(INFORMATION SHOWN begins)

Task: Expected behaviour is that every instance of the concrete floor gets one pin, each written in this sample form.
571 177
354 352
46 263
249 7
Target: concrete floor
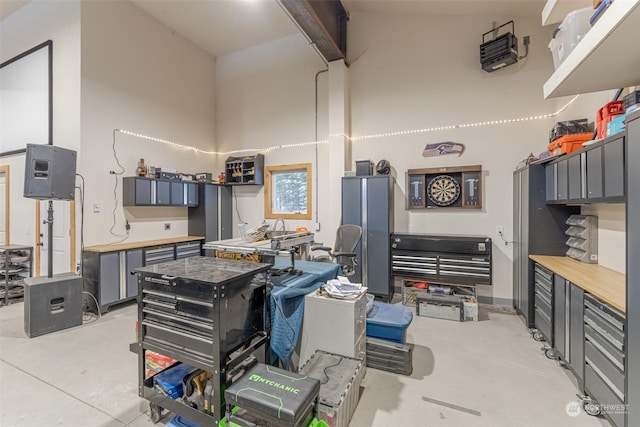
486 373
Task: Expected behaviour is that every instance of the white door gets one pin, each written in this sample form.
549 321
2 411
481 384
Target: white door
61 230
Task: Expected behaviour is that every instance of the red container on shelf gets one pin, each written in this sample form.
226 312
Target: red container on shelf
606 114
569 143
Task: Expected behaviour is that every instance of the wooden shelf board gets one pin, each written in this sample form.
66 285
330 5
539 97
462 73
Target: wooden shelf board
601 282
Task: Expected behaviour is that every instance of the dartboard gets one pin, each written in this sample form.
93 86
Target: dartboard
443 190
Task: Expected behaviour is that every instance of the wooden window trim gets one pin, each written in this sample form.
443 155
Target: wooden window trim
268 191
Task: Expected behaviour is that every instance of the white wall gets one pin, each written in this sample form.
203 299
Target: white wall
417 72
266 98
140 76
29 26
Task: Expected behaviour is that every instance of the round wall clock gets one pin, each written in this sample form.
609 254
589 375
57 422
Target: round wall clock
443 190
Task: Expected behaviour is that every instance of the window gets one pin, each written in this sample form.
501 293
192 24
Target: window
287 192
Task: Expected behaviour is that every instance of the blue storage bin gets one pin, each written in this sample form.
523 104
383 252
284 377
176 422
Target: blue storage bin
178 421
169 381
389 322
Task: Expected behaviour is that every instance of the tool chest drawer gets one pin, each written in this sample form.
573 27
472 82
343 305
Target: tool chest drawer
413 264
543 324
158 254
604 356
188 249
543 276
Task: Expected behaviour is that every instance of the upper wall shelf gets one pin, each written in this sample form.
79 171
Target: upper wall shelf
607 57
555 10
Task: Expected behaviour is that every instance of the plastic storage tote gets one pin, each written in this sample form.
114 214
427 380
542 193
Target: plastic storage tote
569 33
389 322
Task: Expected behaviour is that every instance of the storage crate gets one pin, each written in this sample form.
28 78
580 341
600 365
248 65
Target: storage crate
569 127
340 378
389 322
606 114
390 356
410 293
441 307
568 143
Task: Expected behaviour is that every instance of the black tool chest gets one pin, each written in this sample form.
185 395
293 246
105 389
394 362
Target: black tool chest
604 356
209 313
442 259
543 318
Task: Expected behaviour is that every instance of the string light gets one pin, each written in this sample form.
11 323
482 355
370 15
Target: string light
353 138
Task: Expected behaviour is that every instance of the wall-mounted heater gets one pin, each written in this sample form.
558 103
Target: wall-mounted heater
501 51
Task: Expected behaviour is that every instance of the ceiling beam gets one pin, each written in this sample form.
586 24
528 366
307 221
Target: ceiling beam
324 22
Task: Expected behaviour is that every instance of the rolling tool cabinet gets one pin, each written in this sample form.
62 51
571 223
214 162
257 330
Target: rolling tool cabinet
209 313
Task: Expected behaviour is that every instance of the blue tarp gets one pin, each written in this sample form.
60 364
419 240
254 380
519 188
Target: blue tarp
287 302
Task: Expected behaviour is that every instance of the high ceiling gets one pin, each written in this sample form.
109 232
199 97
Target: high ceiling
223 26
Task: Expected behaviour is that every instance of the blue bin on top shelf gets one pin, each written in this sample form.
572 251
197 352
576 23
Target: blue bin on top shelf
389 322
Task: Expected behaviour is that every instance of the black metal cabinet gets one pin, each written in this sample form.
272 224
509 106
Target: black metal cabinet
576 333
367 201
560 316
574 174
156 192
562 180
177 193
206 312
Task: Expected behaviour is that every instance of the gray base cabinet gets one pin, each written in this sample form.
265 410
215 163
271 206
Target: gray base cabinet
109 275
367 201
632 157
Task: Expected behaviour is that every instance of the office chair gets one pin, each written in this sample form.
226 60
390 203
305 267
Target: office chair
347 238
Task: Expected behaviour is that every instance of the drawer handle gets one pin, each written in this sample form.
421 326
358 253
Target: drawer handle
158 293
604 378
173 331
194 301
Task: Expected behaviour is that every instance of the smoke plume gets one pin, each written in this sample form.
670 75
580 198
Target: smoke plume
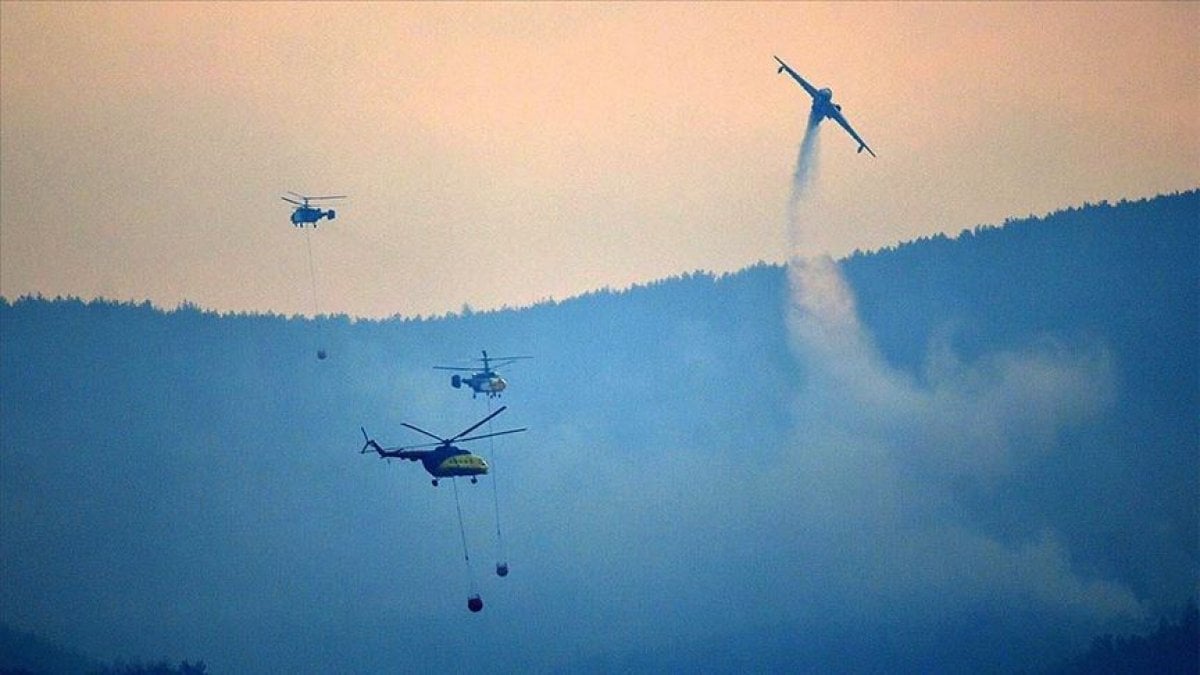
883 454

(INFORMATION SHOWN ends)

**PROBLEM TO WORK ON**
Once the pictures are set aside, please reproduce the remaining material word for word.

**ANSWER SPACE**
Task: Expected behaviour is that every instance of the concrete floor gets one pin, each written in this sample form.
571 177
354 352
46 263
249 7
Target: concrete floor
486 373
Task: Expected behaviour is that every instance of the white door gets one pin, each written in this sample form.
549 321
2 411
481 384
Target: white door
61 230
Task: Expected behaviour is that every instance of the red container on shelf gets one pin, each written in this sample form.
226 312
Target: red container on shelf
606 114
569 143
Task: Expected behaviour is that every instance of the wooden shelf board gets one pin, each written in this sample form.
66 285
330 5
539 97
462 73
Target: wooden shelf board
601 282
Task: Expected behaviour is that every instance of the dartboard gets one pin, each written in this sample form.
93 86
Target: dartboard
443 190
Task: Expected behaviour is that every instance of the wooden window trim gets one pin, each written in this sample form.
443 155
Target: wooden window trim
268 191
Task: Expected behaviour is that every instance of the white wall gets one pin, each written in this sample form.
203 299
Target: white wall
417 72
266 98
140 76
29 26
Task: Expected behaviour is that every instance of the round wall clock gets one pin, each written in this sample form.
609 254
589 375
57 422
Target: round wall clock
443 190
Task: Expected behaviour is that every instance of the window gets one pin, each written in this sample form.
501 293
192 24
Target: window
287 192
Task: Expected behaviour is that every instance of the blue storage bin gets one pin, each written in this sample form.
523 104
383 252
284 377
176 422
Target: blue storage bin
178 421
169 381
389 322
Task: Expected behaviour is that every instance of the tool chest drawer gets one pin, each written in this sample form.
573 27
472 82
343 305
Target: tool chest drawer
413 264
543 324
158 254
604 356
188 249
543 276
Task: Expected behaviour is that every instance of the upper wall shelf gets one pin, each written in this sample form.
79 171
Target: upper wall shelf
607 57
555 10
Task: Expected behaviour is that every instance of the plastic storage tote gets one pin, each written in this sample form.
114 214
427 380
542 193
Target: plastic storage tote
569 33
389 322
Task: Expected behaviour is that every instance of the storage crate gets one pin, each written in this sample form.
28 78
580 341
600 365
248 65
Target: storage crate
569 127
340 378
389 322
606 114
390 356
410 293
441 307
568 143
Task: Expected behaviour is that every instance of the black tool chest gets one pin, each written in this sample form.
185 395
293 246
105 389
394 362
Target: black tool chest
604 356
209 313
442 259
543 318
Task: Expected behaviour is that every instance of the string light gets one pin, each written in this sample form.
11 323
482 355
370 15
Target: string light
353 138
Task: Expected behaviour is that every instance of the wall-mounted heater gets one pin, each written in this sample form.
558 103
Target: wall-mounted heater
501 51
Task: Expected behaviour is that every instance of the ceiling beam gets one pin, each written in this sample form.
586 24
528 366
307 221
Target: ceiling beam
324 22
Task: Expected behaviour is that every instance of the rolling tool cabinet gets one pin, each written in this sample form.
62 51
571 223
214 162
257 330
Target: rolling tool cabinet
209 313
Task: Expected behaviour is that every instance of the blue tarp gets one pin, each written in this sample form.
60 364
419 240
254 380
519 188
Target: blue tarp
287 302
Task: Expected behaviour is that every instance of the high ceiling gets one pin, each written in this sample form.
109 232
199 97
Target: high ceiling
223 26
Task: Expected behaviour is that every instance of the blue bin on top shelf gets one pin, each written in this sample form.
572 251
197 352
576 23
Target: blue bin on top shelf
389 322
Task: Expected behaviour is that every instance of the black metal cabinet gets one pin, each written in this sample form.
272 224
509 106
Target: black metal cabinet
576 333
367 201
560 316
574 174
156 192
562 180
177 193
206 312
Task: Expected behaviour is that every instance of the gray base cabinet gets one pin, each written in this sample form.
265 410
215 163
271 206
Target: gray base cabinet
109 275
367 201
632 157
Task: Expected behaviour is that every instance of the office chair gets one pin, each written in this sample form.
226 60
390 203
305 267
Target: office chair
347 238
Task: Expected behaviour is that every instance of the drawer handle gets one pin, each written in this sample form.
421 326
358 253
Target: drawer handle
158 293
604 378
173 331
194 301
Task: Expected behaviour is that every instance of the smoke plume gets one pin, each written in this sample form.
670 75
580 198
Target: smoke plume
883 454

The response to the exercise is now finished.